INSTRUCTIONS TO FOLLOW ▸
For each line below that holds the word "wave", make a copy.

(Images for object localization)
# # #
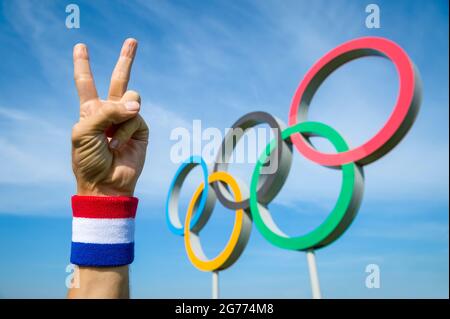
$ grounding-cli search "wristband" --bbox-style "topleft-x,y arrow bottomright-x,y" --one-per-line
70,195 -> 138,267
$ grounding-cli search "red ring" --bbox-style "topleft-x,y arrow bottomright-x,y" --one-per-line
288,37 -> 420,166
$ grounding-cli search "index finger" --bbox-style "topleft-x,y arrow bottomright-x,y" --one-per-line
107,38 -> 138,101
73,43 -> 99,104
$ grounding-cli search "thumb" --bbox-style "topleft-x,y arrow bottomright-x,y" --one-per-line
121,90 -> 141,105
105,90 -> 141,137
109,91 -> 147,149
90,100 -> 141,132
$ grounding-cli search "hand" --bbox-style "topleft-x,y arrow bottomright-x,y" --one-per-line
71,38 -> 149,197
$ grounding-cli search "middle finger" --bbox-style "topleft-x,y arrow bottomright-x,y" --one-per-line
107,38 -> 138,101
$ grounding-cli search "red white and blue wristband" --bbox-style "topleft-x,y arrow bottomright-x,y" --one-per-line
70,195 -> 138,267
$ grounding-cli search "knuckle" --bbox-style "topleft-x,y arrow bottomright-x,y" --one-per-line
142,127 -> 150,140
139,116 -> 150,140
74,74 -> 93,82
141,117 -> 149,133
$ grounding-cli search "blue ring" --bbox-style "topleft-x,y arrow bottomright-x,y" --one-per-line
165,156 -> 210,236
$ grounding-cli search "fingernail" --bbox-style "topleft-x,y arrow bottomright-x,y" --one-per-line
73,43 -> 88,59
121,38 -> 137,58
125,101 -> 140,111
110,139 -> 120,150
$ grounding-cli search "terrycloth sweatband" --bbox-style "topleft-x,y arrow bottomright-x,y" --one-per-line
70,195 -> 138,267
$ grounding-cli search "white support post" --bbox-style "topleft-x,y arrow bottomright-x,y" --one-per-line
212,271 -> 219,299
306,250 -> 322,299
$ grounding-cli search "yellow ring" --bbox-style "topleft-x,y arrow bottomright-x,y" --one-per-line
184,171 -> 245,271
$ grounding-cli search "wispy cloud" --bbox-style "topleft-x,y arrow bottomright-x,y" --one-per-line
0,106 -> 71,185
354,221 -> 449,242
0,0 -> 448,213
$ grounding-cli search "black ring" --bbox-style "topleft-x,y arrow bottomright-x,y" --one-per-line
212,111 -> 293,210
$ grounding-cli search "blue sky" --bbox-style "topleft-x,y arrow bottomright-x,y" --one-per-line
0,0 -> 448,298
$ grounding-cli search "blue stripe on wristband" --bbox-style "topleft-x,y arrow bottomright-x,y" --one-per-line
70,242 -> 135,267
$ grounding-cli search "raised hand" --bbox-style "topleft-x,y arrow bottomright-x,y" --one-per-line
71,38 -> 149,197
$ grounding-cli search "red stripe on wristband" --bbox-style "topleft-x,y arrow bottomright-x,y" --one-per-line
72,195 -> 138,218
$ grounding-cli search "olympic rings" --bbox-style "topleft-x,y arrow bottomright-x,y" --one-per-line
250,122 -> 364,251
288,37 -> 422,166
184,172 -> 252,271
213,111 -> 293,210
166,156 -> 215,236
166,36 -> 421,272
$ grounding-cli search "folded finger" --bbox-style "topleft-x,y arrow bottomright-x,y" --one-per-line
109,115 -> 149,150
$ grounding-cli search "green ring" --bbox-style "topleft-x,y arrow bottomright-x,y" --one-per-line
250,121 -> 364,251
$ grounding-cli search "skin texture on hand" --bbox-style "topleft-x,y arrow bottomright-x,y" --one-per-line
68,38 -> 147,299
71,38 -> 149,197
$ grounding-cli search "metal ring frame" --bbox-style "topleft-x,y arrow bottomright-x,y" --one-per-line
165,37 -> 422,272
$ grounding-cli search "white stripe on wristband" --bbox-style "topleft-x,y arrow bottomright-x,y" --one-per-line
72,217 -> 135,244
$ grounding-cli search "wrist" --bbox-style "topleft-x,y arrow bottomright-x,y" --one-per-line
77,183 -> 135,197
70,195 -> 138,267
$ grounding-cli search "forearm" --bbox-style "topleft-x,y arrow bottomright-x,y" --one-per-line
67,266 -> 129,299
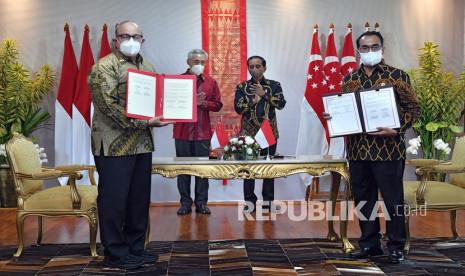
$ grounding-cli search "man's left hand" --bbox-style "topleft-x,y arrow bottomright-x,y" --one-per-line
368,127 -> 398,137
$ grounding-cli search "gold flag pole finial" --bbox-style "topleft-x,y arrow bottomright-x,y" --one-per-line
103,23 -> 108,32
329,23 -> 334,29
314,24 -> 319,30
347,23 -> 352,29
64,23 -> 69,32
374,22 -> 380,32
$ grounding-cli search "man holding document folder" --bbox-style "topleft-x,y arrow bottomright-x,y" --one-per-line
325,31 -> 419,263
89,20 -> 170,269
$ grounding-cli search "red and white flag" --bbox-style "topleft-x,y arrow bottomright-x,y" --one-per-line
295,25 -> 330,186
324,24 -> 342,94
72,25 -> 94,184
340,23 -> 357,77
254,119 -> 276,149
55,23 -> 78,185
99,24 -> 112,58
324,24 -> 345,158
211,121 -> 229,149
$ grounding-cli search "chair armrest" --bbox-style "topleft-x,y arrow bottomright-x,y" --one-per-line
426,164 -> 465,174
51,165 -> 97,185
406,159 -> 441,167
16,169 -> 81,180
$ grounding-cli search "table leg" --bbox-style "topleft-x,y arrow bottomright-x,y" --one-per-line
337,171 -> 355,253
327,173 -> 340,241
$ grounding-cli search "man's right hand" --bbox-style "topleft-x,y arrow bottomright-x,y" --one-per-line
323,112 -> 331,120
148,116 -> 172,127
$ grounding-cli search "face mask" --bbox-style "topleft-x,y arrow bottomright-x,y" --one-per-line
360,50 -> 382,66
190,64 -> 204,76
119,38 -> 141,57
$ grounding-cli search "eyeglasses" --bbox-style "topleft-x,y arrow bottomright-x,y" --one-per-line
117,33 -> 143,42
358,44 -> 381,53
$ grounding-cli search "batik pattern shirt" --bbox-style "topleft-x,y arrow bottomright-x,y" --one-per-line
88,51 -> 155,156
234,78 -> 286,138
342,62 -> 420,161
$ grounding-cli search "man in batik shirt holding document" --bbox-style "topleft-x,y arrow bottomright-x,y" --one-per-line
325,31 -> 419,263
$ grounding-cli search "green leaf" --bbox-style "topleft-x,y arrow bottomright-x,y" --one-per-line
449,125 -> 463,133
426,122 -> 440,132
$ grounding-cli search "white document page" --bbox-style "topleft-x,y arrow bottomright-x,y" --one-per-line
163,78 -> 194,119
323,93 -> 363,137
360,87 -> 401,132
126,71 -> 156,118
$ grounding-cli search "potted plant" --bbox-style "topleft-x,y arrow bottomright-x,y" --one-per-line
407,42 -> 465,160
0,38 -> 54,207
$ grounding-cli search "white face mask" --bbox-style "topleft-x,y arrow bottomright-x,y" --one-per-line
360,50 -> 382,66
119,38 -> 141,57
190,64 -> 205,76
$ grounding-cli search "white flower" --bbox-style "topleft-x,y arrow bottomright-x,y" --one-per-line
408,137 -> 421,149
245,136 -> 254,145
246,148 -> 253,155
433,139 -> 449,151
230,138 -> 238,144
223,145 -> 229,151
238,140 -> 243,145
406,146 -> 418,155
444,147 -> 451,155
231,146 -> 236,151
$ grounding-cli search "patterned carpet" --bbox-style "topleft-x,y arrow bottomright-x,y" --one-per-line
0,238 -> 465,275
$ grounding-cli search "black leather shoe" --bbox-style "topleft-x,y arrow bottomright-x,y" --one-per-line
195,204 -> 211,214
177,206 -> 192,215
103,255 -> 143,269
388,250 -> 405,264
349,247 -> 384,259
131,251 -> 158,264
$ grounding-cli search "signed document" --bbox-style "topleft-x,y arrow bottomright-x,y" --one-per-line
322,93 -> 363,137
126,68 -> 197,122
126,69 -> 157,119
322,86 -> 400,136
359,87 -> 400,132
162,78 -> 194,120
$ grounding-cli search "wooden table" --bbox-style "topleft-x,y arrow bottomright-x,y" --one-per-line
152,155 -> 354,253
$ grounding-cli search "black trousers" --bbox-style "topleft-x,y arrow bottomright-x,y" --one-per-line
175,139 -> 210,207
94,150 -> 152,261
244,143 -> 277,204
349,160 -> 406,251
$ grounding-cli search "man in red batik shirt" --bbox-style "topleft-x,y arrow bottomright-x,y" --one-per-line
173,49 -> 223,215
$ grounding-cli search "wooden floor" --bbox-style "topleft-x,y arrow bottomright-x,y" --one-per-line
0,203 -> 464,247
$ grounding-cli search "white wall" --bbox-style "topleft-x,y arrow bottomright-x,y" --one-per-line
1,0 -> 464,202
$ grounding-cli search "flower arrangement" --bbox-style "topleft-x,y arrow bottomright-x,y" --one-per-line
406,136 -> 451,160
0,143 -> 47,166
223,136 -> 261,160
408,42 -> 465,159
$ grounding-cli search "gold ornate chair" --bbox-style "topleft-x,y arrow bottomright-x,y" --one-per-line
5,133 -> 98,257
403,136 -> 465,252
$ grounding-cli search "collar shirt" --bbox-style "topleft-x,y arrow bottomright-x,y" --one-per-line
88,51 -> 155,156
342,62 -> 420,161
172,70 -> 223,141
234,77 -> 286,138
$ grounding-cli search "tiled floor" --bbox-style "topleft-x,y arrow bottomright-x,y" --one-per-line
0,238 -> 465,275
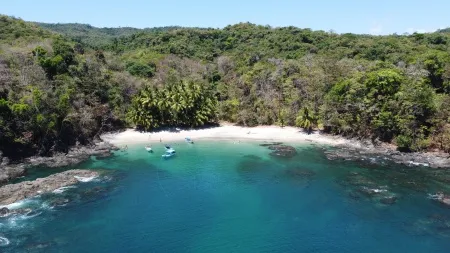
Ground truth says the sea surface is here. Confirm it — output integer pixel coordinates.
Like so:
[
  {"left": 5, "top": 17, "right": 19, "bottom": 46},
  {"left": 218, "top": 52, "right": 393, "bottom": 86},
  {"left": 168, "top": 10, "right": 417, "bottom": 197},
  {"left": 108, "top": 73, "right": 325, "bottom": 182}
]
[{"left": 2, "top": 141, "right": 450, "bottom": 252}]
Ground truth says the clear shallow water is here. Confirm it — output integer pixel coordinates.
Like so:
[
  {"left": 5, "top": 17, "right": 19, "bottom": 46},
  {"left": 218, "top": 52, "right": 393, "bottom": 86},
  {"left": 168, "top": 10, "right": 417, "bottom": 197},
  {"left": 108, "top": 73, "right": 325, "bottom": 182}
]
[{"left": 2, "top": 141, "right": 450, "bottom": 252}]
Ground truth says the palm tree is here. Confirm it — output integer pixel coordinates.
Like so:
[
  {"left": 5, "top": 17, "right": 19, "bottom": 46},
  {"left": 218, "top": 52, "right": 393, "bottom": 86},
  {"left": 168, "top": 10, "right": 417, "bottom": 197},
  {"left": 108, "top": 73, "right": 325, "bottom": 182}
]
[
  {"left": 296, "top": 107, "right": 316, "bottom": 134},
  {"left": 129, "top": 78, "right": 218, "bottom": 129}
]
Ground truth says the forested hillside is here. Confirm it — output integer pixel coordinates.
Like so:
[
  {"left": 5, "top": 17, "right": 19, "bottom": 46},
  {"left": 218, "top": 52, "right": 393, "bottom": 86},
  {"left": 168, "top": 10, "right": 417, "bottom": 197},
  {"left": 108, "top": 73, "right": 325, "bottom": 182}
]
[
  {"left": 0, "top": 16, "right": 144, "bottom": 159},
  {"left": 102, "top": 23, "right": 450, "bottom": 153},
  {"left": 1, "top": 15, "right": 450, "bottom": 161},
  {"left": 37, "top": 22, "right": 182, "bottom": 49}
]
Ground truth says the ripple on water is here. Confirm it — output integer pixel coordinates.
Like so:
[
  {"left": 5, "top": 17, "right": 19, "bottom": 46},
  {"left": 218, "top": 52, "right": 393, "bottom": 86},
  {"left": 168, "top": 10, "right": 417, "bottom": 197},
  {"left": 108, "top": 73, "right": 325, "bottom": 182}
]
[{"left": 0, "top": 236, "right": 10, "bottom": 246}]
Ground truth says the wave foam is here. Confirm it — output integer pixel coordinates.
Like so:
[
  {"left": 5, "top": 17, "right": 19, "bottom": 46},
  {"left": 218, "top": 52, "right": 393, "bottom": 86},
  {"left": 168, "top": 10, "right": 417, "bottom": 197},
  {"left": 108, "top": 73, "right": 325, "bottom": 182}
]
[
  {"left": 0, "top": 236, "right": 10, "bottom": 246},
  {"left": 0, "top": 199, "right": 40, "bottom": 210},
  {"left": 428, "top": 193, "right": 443, "bottom": 200},
  {"left": 74, "top": 176, "right": 98, "bottom": 182},
  {"left": 21, "top": 211, "right": 42, "bottom": 219},
  {"left": 53, "top": 186, "right": 77, "bottom": 194},
  {"left": 409, "top": 161, "right": 429, "bottom": 167}
]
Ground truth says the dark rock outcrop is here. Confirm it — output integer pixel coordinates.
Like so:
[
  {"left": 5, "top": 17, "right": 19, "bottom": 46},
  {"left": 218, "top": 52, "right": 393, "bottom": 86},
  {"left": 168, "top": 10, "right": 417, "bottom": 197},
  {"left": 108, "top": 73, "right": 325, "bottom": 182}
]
[
  {"left": 0, "top": 164, "right": 26, "bottom": 184},
  {"left": 25, "top": 142, "right": 118, "bottom": 168},
  {"left": 0, "top": 141, "right": 117, "bottom": 184},
  {"left": 0, "top": 169, "right": 99, "bottom": 206},
  {"left": 0, "top": 207, "right": 33, "bottom": 217},
  {"left": 0, "top": 207, "right": 8, "bottom": 216},
  {"left": 1, "top": 157, "right": 9, "bottom": 166},
  {"left": 325, "top": 145, "right": 450, "bottom": 168}
]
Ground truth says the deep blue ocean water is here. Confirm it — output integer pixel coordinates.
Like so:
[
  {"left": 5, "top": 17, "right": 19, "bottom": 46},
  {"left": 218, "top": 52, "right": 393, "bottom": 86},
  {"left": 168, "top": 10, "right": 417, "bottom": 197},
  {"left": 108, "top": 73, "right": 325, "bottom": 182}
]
[{"left": 2, "top": 141, "right": 450, "bottom": 252}]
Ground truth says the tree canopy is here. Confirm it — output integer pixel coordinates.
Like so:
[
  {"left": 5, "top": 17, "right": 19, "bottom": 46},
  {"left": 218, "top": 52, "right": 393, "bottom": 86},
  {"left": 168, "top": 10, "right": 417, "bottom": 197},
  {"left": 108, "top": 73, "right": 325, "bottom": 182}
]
[{"left": 2, "top": 15, "right": 450, "bottom": 160}]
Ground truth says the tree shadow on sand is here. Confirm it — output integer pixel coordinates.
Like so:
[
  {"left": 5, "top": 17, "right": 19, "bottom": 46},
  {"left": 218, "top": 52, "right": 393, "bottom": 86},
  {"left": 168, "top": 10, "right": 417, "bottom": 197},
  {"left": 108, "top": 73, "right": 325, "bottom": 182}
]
[{"left": 134, "top": 122, "right": 221, "bottom": 133}]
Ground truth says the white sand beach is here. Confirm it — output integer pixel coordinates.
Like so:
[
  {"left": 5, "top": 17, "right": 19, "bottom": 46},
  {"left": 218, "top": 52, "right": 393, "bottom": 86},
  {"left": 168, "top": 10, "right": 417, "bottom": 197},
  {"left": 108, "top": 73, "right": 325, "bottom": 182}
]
[{"left": 101, "top": 124, "right": 353, "bottom": 146}]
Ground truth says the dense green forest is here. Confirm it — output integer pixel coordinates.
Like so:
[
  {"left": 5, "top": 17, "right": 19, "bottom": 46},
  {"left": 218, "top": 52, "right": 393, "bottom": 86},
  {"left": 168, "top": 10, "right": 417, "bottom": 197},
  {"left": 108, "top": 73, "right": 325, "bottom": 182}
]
[
  {"left": 36, "top": 22, "right": 183, "bottom": 49},
  {"left": 1, "top": 15, "right": 450, "bottom": 160}
]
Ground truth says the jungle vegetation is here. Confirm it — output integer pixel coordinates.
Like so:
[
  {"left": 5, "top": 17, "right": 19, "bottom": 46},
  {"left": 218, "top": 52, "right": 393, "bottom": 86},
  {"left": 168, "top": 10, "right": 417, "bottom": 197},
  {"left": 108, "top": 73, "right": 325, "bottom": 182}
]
[{"left": 2, "top": 15, "right": 450, "bottom": 159}]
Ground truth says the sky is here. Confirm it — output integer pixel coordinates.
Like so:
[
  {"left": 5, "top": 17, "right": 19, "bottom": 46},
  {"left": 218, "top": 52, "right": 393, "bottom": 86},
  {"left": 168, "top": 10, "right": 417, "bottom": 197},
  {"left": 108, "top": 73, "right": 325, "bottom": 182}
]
[{"left": 2, "top": 0, "right": 449, "bottom": 35}]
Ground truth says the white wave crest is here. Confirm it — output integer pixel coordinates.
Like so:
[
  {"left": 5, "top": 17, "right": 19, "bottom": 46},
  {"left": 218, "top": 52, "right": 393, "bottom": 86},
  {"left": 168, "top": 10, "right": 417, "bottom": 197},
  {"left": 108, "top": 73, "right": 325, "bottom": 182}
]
[
  {"left": 21, "top": 211, "right": 42, "bottom": 219},
  {"left": 74, "top": 176, "right": 98, "bottom": 182},
  {"left": 0, "top": 236, "right": 10, "bottom": 246},
  {"left": 53, "top": 186, "right": 77, "bottom": 194},
  {"left": 409, "top": 161, "right": 429, "bottom": 167},
  {"left": 428, "top": 193, "right": 443, "bottom": 200},
  {"left": 0, "top": 199, "right": 40, "bottom": 210}
]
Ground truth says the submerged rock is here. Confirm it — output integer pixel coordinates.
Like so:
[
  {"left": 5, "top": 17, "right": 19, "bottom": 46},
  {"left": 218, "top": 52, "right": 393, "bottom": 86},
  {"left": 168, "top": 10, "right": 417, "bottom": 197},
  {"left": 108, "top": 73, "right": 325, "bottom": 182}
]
[
  {"left": 283, "top": 168, "right": 316, "bottom": 179},
  {"left": 343, "top": 174, "right": 376, "bottom": 188},
  {"left": 410, "top": 215, "right": 450, "bottom": 237},
  {"left": 0, "top": 169, "right": 99, "bottom": 206},
  {"left": 81, "top": 186, "right": 108, "bottom": 198},
  {"left": 380, "top": 195, "right": 398, "bottom": 205},
  {"left": 268, "top": 145, "right": 297, "bottom": 158},
  {"left": 26, "top": 241, "right": 53, "bottom": 251},
  {"left": 357, "top": 186, "right": 387, "bottom": 197},
  {"left": 260, "top": 142, "right": 298, "bottom": 158},
  {"left": 94, "top": 152, "right": 113, "bottom": 160},
  {"left": 242, "top": 155, "right": 262, "bottom": 160},
  {"left": 48, "top": 198, "right": 70, "bottom": 208},
  {"left": 259, "top": 142, "right": 283, "bottom": 147},
  {"left": 348, "top": 191, "right": 361, "bottom": 200}
]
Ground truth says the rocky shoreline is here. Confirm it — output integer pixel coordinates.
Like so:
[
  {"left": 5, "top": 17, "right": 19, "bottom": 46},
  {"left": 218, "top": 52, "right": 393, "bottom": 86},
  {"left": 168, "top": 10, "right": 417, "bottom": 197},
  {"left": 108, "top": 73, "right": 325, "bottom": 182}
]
[
  {"left": 324, "top": 140, "right": 450, "bottom": 169},
  {"left": 258, "top": 137, "right": 450, "bottom": 169},
  {"left": 0, "top": 169, "right": 99, "bottom": 208},
  {"left": 0, "top": 141, "right": 118, "bottom": 185}
]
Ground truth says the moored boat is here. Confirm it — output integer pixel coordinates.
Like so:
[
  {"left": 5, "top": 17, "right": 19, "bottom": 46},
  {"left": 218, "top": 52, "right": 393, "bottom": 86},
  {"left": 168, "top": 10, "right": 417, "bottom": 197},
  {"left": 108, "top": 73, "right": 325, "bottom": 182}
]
[{"left": 162, "top": 148, "right": 176, "bottom": 158}]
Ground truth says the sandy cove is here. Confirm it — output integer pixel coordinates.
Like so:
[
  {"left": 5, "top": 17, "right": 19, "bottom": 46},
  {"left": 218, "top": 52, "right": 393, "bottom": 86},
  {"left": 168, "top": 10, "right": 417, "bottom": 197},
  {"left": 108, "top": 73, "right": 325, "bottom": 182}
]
[
  {"left": 101, "top": 124, "right": 450, "bottom": 168},
  {"left": 101, "top": 124, "right": 352, "bottom": 146}
]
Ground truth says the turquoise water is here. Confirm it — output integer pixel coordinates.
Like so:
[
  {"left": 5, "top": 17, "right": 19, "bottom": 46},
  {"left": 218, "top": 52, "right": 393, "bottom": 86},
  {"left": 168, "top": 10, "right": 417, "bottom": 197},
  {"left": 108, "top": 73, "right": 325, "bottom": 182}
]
[{"left": 2, "top": 141, "right": 450, "bottom": 252}]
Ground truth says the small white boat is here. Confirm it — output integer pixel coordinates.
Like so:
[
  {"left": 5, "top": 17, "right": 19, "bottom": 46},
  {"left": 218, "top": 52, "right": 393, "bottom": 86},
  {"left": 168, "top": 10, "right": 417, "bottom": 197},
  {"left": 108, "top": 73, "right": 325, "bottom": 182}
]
[
  {"left": 162, "top": 149, "right": 176, "bottom": 158},
  {"left": 145, "top": 146, "right": 153, "bottom": 152},
  {"left": 185, "top": 137, "right": 194, "bottom": 144}
]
# # #
RESPONSE TO THE TASK ▸
Ground truth says the wave foam is here. Confirm it — output integer pixel coordinates.
Ground truth says the white wave crest is here. Confirm it — output integer pixel coordinates.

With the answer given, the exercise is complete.